Material for this task:
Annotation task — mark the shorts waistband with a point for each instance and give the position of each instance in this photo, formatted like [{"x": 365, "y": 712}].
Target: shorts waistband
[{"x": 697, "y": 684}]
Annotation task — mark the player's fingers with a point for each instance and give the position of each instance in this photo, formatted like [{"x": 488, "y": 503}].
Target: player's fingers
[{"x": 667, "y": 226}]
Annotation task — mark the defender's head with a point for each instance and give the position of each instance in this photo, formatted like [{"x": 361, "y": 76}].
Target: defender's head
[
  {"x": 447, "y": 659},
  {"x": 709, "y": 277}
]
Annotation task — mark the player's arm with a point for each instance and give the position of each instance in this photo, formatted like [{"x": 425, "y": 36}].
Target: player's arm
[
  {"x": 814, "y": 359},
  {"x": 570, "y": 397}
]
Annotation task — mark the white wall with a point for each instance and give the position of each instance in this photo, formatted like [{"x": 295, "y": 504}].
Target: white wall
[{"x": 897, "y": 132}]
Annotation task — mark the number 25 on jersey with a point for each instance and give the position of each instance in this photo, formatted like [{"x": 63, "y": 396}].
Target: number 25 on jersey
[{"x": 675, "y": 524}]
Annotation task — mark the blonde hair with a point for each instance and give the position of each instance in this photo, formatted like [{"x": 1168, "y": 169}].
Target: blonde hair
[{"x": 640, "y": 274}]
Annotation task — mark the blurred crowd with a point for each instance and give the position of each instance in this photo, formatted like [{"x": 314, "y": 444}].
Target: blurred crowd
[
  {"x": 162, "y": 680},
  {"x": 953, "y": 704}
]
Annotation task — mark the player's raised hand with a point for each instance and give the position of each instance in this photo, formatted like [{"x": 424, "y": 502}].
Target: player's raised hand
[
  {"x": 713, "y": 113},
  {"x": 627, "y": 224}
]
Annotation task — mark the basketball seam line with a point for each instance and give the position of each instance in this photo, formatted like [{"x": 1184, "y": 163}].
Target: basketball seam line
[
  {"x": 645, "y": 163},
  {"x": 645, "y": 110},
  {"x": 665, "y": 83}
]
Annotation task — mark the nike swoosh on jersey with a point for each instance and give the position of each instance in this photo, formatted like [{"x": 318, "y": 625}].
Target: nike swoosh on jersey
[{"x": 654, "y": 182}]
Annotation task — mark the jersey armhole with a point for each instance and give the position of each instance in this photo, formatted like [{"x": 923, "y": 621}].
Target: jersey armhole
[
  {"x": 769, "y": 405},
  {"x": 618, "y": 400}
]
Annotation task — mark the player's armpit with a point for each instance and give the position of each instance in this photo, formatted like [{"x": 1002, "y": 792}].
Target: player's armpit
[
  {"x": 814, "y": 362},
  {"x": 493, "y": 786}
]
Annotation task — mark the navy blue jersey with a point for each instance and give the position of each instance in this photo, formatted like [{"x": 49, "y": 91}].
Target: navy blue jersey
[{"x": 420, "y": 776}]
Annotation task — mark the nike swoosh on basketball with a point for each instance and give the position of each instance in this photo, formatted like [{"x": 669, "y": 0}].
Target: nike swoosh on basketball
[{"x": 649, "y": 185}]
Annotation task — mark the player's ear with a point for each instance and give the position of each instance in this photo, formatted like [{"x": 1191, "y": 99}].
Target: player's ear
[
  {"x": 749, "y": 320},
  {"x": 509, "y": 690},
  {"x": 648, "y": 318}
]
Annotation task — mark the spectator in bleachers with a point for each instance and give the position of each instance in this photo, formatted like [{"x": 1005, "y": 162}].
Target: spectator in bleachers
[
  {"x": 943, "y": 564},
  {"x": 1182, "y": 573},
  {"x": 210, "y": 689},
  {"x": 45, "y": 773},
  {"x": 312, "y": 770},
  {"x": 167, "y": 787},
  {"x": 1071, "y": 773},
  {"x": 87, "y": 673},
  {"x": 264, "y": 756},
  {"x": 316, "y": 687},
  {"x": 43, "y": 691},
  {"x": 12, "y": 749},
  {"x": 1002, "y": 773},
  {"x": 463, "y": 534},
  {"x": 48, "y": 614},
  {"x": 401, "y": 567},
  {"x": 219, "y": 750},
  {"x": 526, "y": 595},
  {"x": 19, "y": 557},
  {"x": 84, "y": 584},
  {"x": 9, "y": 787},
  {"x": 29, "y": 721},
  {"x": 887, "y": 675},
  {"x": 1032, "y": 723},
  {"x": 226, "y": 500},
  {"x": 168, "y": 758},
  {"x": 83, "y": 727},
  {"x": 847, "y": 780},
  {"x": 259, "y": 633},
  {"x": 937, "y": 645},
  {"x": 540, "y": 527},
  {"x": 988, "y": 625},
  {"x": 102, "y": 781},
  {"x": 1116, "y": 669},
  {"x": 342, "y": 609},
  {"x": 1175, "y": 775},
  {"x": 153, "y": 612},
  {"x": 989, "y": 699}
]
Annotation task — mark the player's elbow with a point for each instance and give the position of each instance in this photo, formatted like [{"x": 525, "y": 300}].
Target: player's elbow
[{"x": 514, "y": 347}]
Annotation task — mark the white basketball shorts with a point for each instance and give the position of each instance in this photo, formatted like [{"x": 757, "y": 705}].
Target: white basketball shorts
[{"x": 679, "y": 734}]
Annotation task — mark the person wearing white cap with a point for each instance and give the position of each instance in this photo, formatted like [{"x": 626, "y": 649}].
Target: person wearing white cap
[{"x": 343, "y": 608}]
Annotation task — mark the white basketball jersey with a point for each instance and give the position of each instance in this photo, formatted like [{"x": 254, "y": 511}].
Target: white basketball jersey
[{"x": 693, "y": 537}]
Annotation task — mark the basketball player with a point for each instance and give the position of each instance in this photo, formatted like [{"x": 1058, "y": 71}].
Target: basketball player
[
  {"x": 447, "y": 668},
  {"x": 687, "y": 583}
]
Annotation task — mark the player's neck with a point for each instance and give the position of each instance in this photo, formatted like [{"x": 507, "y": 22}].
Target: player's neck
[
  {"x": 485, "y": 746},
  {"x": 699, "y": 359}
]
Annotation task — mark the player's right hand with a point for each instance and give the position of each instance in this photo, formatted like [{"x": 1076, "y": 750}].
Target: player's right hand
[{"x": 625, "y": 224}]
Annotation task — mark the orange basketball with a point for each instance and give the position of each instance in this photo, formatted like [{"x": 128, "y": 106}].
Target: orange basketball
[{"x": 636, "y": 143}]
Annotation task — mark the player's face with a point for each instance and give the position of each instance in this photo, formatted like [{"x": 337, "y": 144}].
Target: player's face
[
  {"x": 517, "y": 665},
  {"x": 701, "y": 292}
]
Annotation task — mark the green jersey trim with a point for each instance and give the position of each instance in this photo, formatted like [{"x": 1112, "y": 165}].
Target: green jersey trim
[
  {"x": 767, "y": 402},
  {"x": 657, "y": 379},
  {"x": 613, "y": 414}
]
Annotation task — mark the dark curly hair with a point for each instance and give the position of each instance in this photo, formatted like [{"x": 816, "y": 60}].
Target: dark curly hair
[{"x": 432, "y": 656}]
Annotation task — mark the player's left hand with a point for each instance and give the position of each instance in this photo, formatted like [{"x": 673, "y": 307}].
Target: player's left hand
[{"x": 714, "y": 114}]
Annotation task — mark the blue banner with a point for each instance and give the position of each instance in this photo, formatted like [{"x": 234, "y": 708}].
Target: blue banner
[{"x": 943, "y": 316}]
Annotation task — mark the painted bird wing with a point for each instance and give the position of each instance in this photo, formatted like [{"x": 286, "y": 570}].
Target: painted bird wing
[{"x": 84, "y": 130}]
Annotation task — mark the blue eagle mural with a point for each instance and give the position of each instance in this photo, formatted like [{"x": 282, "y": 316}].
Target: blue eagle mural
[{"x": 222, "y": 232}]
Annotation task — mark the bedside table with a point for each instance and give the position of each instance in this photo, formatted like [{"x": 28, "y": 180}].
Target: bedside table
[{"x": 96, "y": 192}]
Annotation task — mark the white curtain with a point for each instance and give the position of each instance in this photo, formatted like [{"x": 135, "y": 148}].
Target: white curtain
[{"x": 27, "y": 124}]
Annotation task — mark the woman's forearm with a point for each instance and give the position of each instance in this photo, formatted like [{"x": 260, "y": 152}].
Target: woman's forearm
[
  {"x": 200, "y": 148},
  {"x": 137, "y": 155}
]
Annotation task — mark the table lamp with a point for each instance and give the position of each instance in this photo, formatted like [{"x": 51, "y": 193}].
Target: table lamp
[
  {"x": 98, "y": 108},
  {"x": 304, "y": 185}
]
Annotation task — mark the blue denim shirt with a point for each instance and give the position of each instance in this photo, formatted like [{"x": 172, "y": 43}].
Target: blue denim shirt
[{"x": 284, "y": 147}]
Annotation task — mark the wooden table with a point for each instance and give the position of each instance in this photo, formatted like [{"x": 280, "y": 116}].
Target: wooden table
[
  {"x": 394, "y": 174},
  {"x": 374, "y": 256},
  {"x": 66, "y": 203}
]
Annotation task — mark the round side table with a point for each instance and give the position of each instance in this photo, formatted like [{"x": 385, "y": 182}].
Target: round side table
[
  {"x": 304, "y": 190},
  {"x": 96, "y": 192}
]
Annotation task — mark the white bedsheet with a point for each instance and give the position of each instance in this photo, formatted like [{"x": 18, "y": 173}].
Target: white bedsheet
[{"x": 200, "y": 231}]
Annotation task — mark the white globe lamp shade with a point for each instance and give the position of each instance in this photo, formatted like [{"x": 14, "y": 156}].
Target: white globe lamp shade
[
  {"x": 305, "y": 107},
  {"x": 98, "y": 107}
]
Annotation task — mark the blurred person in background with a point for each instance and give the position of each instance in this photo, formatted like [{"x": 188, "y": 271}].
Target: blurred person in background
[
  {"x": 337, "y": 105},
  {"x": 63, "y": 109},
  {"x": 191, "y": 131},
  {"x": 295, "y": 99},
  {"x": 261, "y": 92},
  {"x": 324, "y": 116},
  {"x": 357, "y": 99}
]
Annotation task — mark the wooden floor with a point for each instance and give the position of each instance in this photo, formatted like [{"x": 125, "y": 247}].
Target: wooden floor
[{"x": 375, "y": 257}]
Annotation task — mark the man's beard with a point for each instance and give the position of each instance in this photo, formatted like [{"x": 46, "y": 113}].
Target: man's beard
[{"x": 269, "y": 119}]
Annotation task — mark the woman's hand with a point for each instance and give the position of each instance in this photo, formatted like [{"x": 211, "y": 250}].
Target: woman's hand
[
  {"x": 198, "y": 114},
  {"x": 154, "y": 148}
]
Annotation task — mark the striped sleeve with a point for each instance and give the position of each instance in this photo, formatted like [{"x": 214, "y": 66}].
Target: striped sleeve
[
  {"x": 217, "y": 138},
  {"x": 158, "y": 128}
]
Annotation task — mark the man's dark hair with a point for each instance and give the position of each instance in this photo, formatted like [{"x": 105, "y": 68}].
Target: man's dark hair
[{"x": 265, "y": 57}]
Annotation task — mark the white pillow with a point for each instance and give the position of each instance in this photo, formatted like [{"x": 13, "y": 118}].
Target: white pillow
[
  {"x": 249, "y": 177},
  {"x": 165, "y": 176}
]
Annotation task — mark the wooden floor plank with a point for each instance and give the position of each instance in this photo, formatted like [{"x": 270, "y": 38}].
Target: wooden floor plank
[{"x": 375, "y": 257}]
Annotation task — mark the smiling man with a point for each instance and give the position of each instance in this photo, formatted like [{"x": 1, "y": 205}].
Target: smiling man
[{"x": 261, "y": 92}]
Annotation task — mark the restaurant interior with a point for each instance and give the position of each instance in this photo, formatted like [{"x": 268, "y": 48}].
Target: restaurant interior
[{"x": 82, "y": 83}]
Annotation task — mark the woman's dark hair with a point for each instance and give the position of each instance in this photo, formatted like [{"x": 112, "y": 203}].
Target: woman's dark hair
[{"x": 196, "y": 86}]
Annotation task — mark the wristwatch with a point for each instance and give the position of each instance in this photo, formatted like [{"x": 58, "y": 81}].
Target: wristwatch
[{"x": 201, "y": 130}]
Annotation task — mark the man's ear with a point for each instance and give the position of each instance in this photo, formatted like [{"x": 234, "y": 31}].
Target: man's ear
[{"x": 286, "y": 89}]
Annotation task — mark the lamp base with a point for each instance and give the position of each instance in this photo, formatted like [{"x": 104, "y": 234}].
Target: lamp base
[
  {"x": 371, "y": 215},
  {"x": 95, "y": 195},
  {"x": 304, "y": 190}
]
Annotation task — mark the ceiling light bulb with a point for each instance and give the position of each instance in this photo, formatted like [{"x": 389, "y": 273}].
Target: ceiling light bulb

What the exercise asks: The range runs from the line above containing "Annotation task — mark the player's raised" to the line containing "Annotation task — mark the spectator", inclusive. Restate those lines word for word and no others.

Exercise solution:
Annotation task — mark the player's raised hand with a point for each instance and give the position of each instance in this photo, formatted like [{"x": 424, "y": 502}].
Target: player's raised hand
[
  {"x": 713, "y": 113},
  {"x": 627, "y": 224}
]
Annotation task — mark the basketball seam line with a point for each instance and give the position of each instance in this photo, formatted like [{"x": 1184, "y": 163}].
Target: basketball seam line
[
  {"x": 645, "y": 163},
  {"x": 645, "y": 110},
  {"x": 665, "y": 83}
]
Annotation task — mark the nike swoosh on jersey with a point for each instance and give the position of each instance in this photo, formatted like [{"x": 318, "y": 625}].
Target: nike swoosh on jersey
[{"x": 654, "y": 182}]
Annotation task — mark the jersey armhole with a point for each instance and give the position of each instance in this photo, formatted like [{"x": 923, "y": 621}].
Target: jersey armhole
[
  {"x": 769, "y": 405},
  {"x": 618, "y": 400}
]
Annotation task — mark the player's armpit with a point for each instance and give the position of each instance in this photo, formatted like [{"x": 1002, "y": 792}].
Target: player's armpit
[
  {"x": 814, "y": 362},
  {"x": 493, "y": 786}
]
Annotation task — mark the navy blue jersey with a point for each instance and give the position of each instance in this photo, formatted like [{"x": 49, "y": 91}].
Target: navy blue jersey
[{"x": 420, "y": 776}]
Annotation task — mark the nike swoosh on basketball with a point for each instance and give the position of each instance in this photo, formatted like [{"x": 669, "y": 0}].
Target: nike swoosh on basketball
[{"x": 649, "y": 185}]
Annotation task — mark the player's ear with a point for each instance and give the position of each instance in this photo, formatted like [{"x": 1191, "y": 99}].
Target: player's ear
[
  {"x": 749, "y": 320},
  {"x": 509, "y": 690},
  {"x": 648, "y": 318}
]
Annotation task — mark the spectator in bleachers with a point for each instance and give the position of each instance in this photo, formatted like [{"x": 1005, "y": 162}].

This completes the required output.